=== Activity ===
In the records that follow, count each line where the string "parking" occurs. Provide the total and no other text.

Source data Start Marker

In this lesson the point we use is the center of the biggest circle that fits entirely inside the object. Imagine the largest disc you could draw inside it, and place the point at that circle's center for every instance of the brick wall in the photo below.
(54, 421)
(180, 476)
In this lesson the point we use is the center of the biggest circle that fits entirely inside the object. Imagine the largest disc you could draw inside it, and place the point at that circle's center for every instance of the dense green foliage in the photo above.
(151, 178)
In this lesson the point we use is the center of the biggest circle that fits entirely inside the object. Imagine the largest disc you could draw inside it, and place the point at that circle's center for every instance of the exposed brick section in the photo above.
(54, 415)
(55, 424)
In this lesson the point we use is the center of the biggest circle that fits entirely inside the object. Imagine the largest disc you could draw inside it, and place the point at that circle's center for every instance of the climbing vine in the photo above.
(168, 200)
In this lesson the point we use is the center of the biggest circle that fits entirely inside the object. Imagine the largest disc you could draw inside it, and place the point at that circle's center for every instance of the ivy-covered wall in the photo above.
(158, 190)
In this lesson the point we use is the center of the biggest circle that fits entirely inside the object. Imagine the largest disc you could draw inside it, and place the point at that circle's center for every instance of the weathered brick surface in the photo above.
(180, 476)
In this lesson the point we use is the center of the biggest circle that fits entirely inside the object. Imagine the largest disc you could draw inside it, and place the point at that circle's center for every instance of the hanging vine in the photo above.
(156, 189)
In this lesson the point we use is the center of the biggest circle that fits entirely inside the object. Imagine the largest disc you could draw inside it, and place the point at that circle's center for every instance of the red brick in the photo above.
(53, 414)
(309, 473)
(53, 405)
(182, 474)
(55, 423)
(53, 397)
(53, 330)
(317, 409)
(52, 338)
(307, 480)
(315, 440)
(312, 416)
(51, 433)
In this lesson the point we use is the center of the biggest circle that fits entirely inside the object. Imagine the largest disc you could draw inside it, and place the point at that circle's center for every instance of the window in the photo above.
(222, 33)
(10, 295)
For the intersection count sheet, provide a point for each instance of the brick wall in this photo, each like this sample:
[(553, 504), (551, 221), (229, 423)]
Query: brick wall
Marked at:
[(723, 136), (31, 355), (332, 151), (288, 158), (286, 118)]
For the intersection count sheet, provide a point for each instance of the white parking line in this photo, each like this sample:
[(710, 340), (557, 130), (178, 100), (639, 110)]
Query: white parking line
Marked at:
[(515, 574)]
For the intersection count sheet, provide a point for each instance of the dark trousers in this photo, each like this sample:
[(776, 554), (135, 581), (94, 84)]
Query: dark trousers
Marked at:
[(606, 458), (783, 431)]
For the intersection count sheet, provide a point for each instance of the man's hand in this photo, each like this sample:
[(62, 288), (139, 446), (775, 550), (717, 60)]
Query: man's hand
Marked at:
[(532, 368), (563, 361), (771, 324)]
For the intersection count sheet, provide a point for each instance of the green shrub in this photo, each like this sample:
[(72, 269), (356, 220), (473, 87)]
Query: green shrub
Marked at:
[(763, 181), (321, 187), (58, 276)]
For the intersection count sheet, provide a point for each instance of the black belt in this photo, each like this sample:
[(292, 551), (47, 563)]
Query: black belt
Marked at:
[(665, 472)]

Source data End Marker

=== Solved problem ===
2